EXCERPTED PASSAGE

Work in progress
"Antibiotic pollution and infant mortality in India: a research note" with S. Baumgartner and X. Jativa
R&R Demography
The number of deaths from antibiotic resistance is steadily rising and has become a global public health issue. Children from the low- and middle-income countries pay a strikingly high tribute, as last-line antibiotics are usually unavailable. Pollution of riverways due to pharmaceutical products is one driver of resistance. In this paper, we assess whether this channel explains a large part of infant mortality in India. We show that living downstream of a producer increases the infant mortality risk by 16% and that antibiotic production explains 20,000 infant deaths in India per year. This suggests that new regulations, improved production processes and strategic considerations on the location of antibiotic producers are needed to guarantee that production does not induce negative externalities on the local population.
"Informal labor exchange teams and participation on the labor market : Evidence from rural Tanzania" with C. Arciniegas and M. Fahn
CESifo Working Paper n°11809, 2025.

REQUIRED TASKS
[1] Check each statement against the work-in-progress list. Mark each yes or no, and quote the exact words from the list that settle it.
(a) Living downstream of an antibiotic producer raises the infant mortality risk in India by 16%.
(b) The paper on informal labor exchange teams in rural Tanzania is listed as R&R at Demography.
(c) Last-line antibiotics are usually available to children in low- and middle-income countries.
[2] According to the work-in-progress list, how many infant deaths per year in India does antibiotic production explain?
[3] Please carry on the work-in-progress list from the line after its last entry, keeping the same format.

RECORD EXTRACTS
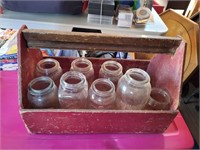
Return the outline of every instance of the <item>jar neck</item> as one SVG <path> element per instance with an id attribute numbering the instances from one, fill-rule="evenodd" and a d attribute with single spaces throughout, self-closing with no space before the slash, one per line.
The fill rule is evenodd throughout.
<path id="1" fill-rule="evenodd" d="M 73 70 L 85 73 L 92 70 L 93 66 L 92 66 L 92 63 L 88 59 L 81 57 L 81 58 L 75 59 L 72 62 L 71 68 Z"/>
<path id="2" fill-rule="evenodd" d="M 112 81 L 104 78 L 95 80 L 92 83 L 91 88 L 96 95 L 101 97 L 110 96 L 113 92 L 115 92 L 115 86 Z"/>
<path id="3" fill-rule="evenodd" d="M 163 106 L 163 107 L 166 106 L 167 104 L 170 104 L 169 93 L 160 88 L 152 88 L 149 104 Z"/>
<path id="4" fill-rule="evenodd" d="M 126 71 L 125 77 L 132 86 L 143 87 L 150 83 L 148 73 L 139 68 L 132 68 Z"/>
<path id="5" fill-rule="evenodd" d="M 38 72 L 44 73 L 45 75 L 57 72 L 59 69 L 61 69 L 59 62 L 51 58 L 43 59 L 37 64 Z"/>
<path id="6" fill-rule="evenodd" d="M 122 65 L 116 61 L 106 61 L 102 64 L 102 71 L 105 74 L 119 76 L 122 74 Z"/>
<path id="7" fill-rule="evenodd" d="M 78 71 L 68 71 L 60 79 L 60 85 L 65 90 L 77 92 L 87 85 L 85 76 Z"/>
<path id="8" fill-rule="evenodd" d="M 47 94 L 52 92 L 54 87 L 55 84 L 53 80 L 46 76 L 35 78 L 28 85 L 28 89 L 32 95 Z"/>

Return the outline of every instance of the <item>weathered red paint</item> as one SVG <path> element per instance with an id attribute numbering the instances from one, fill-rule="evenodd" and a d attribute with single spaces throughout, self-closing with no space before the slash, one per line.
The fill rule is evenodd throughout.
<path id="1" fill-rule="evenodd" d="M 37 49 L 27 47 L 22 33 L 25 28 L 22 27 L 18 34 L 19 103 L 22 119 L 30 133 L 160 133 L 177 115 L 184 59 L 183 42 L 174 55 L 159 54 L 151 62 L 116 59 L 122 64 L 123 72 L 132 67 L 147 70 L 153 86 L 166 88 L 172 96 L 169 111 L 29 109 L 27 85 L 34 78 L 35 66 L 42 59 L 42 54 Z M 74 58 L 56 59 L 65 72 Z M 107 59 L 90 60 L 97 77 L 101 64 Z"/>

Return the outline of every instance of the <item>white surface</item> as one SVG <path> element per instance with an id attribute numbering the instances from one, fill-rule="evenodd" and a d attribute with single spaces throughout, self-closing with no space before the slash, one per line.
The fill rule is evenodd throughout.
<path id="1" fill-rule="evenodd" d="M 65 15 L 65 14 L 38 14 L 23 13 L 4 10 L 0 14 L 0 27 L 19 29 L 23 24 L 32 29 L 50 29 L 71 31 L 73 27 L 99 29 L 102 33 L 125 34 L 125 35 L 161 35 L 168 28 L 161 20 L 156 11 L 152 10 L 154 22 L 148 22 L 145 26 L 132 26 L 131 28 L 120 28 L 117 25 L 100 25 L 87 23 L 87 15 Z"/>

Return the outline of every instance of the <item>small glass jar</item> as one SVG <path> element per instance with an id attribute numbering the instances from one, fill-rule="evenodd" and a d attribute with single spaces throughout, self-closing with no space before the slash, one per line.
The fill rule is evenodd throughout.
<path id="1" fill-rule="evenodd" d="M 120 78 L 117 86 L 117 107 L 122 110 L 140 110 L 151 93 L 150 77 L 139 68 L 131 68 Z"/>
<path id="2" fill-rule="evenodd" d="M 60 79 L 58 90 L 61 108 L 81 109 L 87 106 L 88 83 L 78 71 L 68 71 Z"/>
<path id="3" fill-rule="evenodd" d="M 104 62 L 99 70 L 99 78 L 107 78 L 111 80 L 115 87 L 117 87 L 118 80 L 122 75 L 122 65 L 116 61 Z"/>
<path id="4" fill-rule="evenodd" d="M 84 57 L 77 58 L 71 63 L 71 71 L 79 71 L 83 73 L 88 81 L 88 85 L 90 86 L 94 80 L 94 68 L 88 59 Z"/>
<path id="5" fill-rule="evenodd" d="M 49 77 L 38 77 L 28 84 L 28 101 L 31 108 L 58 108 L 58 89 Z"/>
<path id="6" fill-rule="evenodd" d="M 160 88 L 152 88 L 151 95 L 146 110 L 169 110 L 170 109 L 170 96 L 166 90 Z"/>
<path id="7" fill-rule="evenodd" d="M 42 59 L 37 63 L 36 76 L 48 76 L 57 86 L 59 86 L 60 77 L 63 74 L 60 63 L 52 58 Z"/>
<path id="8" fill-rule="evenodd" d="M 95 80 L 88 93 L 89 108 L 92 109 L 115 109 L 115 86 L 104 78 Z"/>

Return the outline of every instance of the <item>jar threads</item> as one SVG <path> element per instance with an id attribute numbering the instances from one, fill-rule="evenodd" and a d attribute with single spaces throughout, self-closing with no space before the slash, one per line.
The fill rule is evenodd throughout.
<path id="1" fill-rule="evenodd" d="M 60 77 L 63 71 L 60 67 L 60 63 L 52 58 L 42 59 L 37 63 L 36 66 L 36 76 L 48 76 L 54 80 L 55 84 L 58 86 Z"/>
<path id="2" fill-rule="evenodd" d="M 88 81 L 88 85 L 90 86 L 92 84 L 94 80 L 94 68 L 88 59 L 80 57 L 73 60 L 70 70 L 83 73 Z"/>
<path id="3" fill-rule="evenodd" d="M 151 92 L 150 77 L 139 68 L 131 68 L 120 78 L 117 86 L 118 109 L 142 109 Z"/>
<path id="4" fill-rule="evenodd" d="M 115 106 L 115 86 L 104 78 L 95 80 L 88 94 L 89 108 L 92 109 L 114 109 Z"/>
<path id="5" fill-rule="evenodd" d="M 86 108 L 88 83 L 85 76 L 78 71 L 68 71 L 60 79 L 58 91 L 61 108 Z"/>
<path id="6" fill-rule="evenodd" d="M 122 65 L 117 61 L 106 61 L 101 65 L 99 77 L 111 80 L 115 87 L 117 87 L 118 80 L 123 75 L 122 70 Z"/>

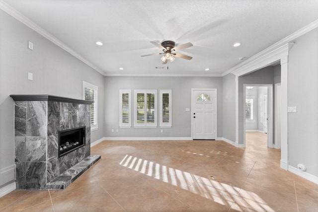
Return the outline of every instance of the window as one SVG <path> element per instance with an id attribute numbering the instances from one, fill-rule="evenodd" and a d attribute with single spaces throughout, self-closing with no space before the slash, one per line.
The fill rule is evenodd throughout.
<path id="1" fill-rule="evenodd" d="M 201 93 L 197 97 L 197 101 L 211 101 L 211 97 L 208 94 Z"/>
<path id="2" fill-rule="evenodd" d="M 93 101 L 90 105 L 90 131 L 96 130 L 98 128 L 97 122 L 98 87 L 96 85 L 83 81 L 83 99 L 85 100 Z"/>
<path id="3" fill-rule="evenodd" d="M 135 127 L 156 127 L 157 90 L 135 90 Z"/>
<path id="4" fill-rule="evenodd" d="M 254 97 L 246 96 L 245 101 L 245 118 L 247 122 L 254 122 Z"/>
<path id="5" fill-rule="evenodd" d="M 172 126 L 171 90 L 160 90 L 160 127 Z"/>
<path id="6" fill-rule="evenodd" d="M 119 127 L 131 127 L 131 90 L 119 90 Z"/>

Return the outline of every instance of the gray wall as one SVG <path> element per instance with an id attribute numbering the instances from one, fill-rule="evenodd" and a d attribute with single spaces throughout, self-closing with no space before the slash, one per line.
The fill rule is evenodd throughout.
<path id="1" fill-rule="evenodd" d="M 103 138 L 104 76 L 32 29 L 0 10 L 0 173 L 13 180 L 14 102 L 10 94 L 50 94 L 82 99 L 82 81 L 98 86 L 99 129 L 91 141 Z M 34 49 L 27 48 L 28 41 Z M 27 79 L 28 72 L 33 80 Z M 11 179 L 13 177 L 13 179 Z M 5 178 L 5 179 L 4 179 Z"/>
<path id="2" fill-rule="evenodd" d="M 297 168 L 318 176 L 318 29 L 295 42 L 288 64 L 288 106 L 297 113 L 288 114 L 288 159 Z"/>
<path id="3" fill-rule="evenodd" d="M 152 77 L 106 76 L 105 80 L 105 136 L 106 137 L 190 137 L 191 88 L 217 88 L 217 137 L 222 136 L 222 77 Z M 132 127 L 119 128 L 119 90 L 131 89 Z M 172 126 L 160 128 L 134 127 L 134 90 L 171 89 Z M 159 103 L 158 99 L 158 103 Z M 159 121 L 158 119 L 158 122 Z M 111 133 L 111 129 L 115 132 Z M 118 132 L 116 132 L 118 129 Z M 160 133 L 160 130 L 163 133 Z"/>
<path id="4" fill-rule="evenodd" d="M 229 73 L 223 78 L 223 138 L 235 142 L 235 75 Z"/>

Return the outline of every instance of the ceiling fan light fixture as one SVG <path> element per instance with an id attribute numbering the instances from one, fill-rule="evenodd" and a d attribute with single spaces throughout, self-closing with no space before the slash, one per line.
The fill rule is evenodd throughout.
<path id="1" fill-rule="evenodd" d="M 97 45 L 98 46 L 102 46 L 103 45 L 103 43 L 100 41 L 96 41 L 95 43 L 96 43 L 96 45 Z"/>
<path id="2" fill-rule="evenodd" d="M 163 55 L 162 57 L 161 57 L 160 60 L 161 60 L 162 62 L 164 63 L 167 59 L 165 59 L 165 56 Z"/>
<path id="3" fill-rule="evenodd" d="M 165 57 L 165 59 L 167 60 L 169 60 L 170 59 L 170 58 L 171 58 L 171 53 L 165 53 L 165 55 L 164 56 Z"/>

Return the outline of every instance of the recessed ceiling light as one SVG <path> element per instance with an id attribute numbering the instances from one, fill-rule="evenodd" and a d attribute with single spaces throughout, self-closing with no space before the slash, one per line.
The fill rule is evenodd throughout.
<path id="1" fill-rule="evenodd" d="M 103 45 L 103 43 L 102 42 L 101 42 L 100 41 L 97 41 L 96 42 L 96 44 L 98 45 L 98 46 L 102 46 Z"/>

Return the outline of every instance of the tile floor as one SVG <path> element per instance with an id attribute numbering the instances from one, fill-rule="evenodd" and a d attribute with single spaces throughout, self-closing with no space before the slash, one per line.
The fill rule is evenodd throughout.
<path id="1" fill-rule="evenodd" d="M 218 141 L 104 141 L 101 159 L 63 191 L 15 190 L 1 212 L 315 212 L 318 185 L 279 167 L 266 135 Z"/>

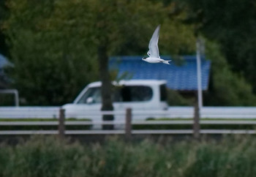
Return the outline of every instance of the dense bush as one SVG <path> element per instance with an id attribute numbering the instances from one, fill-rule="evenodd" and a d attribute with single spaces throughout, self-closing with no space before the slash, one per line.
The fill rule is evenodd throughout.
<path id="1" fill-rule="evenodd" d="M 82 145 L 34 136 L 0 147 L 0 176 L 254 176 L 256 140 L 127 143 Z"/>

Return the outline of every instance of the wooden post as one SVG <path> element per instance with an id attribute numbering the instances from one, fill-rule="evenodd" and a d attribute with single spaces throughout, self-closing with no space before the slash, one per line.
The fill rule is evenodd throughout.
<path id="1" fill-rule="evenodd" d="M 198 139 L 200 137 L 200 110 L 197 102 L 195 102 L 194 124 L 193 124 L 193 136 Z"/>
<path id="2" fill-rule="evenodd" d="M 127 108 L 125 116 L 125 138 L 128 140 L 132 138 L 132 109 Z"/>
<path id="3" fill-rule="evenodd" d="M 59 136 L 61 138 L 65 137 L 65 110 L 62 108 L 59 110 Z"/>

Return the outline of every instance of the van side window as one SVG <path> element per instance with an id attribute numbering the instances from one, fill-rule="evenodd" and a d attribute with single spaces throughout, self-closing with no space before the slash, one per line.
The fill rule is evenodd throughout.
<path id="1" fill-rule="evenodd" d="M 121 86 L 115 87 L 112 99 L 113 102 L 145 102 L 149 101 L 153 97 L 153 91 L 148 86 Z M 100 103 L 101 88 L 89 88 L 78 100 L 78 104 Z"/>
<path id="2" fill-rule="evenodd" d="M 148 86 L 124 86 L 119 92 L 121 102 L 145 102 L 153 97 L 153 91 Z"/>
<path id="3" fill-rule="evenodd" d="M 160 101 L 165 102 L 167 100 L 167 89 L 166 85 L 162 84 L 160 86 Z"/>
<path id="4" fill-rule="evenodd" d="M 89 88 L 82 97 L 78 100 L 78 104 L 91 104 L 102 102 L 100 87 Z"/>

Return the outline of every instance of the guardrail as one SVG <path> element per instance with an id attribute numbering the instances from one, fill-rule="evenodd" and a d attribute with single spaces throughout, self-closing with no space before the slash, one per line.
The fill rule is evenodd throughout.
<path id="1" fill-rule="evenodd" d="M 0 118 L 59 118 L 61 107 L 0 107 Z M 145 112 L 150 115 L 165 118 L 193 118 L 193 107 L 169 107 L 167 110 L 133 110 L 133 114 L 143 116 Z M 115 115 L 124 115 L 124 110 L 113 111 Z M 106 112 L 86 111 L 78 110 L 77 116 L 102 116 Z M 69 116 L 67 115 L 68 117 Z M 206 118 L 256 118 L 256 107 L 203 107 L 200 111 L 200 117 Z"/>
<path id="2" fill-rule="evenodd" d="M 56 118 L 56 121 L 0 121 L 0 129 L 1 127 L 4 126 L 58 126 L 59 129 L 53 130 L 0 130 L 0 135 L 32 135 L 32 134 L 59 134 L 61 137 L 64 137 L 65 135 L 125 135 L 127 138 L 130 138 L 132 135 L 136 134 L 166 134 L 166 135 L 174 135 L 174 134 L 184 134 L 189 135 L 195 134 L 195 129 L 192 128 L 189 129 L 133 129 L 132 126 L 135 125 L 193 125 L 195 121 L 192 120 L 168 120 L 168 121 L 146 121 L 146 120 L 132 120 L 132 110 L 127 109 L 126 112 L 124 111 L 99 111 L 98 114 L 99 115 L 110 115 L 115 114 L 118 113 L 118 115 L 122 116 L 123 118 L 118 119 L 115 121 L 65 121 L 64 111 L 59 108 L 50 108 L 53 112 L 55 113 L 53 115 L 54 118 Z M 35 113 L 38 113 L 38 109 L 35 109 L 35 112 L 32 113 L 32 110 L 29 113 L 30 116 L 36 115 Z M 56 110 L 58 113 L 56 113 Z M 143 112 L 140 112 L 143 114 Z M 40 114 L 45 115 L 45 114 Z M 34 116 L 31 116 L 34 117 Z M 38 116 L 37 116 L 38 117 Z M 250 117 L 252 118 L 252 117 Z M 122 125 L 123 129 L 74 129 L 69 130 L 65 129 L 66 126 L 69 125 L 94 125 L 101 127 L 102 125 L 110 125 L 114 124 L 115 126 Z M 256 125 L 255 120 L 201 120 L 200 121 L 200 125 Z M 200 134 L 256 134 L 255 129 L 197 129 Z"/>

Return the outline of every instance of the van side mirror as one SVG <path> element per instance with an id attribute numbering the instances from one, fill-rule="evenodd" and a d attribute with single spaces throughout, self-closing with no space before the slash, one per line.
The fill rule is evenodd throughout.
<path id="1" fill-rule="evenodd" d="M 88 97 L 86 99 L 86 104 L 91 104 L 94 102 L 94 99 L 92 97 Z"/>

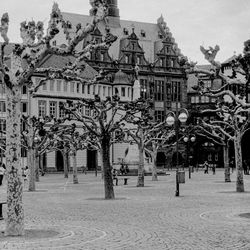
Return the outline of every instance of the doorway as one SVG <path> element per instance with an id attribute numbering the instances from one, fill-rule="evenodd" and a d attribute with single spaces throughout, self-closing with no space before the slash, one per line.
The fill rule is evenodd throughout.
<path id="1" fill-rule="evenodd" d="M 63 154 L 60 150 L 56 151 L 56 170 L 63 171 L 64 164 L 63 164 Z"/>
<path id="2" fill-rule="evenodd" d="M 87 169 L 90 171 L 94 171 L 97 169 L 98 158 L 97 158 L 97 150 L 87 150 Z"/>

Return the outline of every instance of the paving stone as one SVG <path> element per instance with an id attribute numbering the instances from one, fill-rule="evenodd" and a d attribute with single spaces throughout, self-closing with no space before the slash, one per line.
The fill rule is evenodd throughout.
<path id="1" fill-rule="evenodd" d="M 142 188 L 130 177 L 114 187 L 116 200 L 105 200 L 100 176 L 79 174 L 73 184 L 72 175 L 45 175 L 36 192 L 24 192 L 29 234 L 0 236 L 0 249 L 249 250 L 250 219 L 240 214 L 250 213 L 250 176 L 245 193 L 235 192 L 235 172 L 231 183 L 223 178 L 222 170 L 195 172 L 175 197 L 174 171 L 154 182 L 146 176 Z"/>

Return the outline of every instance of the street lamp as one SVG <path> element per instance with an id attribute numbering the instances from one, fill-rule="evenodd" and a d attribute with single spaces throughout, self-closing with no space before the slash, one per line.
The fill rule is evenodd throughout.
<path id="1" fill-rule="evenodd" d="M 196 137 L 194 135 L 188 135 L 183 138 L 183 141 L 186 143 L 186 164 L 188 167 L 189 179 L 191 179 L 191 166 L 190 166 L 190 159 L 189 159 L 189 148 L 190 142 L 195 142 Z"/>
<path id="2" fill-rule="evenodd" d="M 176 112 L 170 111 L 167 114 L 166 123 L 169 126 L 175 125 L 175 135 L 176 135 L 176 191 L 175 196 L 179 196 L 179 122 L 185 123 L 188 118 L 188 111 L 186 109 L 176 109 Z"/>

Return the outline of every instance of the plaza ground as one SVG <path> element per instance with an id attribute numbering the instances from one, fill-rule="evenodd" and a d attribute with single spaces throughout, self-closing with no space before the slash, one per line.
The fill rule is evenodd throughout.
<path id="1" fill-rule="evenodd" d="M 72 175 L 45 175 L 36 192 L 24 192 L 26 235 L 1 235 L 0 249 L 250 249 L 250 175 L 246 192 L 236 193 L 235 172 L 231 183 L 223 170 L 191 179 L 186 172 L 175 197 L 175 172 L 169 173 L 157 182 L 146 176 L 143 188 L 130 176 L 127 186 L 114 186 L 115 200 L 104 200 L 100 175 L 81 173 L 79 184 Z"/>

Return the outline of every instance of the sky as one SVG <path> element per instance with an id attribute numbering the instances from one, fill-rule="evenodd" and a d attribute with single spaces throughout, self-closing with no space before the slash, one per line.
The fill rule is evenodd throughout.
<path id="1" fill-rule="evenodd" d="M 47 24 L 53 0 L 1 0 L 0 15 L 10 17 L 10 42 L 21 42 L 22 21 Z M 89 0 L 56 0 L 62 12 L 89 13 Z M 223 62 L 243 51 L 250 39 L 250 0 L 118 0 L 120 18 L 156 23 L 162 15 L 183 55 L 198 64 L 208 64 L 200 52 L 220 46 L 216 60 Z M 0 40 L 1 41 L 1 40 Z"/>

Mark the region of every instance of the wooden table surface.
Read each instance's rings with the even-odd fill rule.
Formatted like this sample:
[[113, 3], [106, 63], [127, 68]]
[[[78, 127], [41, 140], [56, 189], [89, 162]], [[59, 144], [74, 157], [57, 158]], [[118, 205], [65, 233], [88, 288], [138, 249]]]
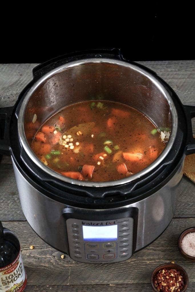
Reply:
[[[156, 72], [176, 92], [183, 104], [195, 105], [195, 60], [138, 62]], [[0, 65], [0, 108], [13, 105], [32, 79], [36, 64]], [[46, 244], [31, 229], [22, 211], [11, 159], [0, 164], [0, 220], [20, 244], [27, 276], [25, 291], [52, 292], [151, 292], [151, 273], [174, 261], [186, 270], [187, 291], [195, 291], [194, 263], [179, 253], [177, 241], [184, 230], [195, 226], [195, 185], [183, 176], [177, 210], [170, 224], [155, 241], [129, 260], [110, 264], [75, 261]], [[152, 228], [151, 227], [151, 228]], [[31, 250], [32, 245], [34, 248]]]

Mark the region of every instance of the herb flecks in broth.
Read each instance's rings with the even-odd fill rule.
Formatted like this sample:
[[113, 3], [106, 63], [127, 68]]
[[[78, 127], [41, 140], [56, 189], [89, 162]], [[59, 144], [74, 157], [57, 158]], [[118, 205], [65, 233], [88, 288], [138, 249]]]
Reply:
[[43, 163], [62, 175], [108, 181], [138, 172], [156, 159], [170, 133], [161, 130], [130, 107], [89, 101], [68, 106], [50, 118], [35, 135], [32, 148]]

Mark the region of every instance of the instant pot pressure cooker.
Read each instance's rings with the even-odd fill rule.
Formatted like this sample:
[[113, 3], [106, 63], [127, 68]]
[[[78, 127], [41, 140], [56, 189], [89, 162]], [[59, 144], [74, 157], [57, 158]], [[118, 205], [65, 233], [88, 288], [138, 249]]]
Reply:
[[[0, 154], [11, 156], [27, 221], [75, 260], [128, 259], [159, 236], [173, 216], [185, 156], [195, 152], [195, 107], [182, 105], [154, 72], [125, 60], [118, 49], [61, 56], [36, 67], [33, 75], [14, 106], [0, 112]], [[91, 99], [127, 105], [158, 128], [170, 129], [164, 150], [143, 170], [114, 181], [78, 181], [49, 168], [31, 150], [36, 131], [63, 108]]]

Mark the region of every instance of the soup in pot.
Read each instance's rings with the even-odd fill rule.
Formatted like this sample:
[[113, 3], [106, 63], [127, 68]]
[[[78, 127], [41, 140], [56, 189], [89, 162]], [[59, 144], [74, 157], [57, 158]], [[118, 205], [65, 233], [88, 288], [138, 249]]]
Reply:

RESULTS OF THE TASKS
[1]
(a) Yes: "living downstream of a producer increases the infant mortality risk by 16%"
(b) No: "CESifo Working Paper n°11809, 2025."
(c) No: "as last-line antibiotics are usually unavailable"

[2] 20,000 infant deaths per year.

[3]
We investigate labor exchange teams in rural communities, which are prevalent in many developing countries. We show theoretically that these teams are beneficial to employers, who can outsource the monitoring of workers. Team members are incentivized to exert high effort because any deviation would lead to the dissolution of their production team. Data from Tanzania support the model's predictions: members of labor exchange teams are more likely to obtain paid work and are often hired to perform tasks for which monitoring is costly. Consequently, this informal arrangement helps reduce moral hazard in the context of employment relationships.
"Reservations and school infrastructure and quality in India" with X. Jativa
This paper uses a novel dataset to estimate the effect of Women and Scheduled Castes reservations in local governments in rural areas of four North Indian states over the period 2005-2016 on primary school-level infrastructure investments, organization, enrollment and examinations. Taking advantage of natural experiments resulting from the institutional design of the reservation policy, we find evidence that female representation had no detectable impact on any of the dimensions we address in this paper. On the contrary, SC representation lead to limited positive effects on school investments in areas relevant to the needs of their group; but mostly negative effects on school enrollment for other disadvantaged minorities, without benefiting enrollment of pupils of their own group. These findings suggests that quotas have limited effects on primary education, which can be explained in part by a lack of agency of these population classes.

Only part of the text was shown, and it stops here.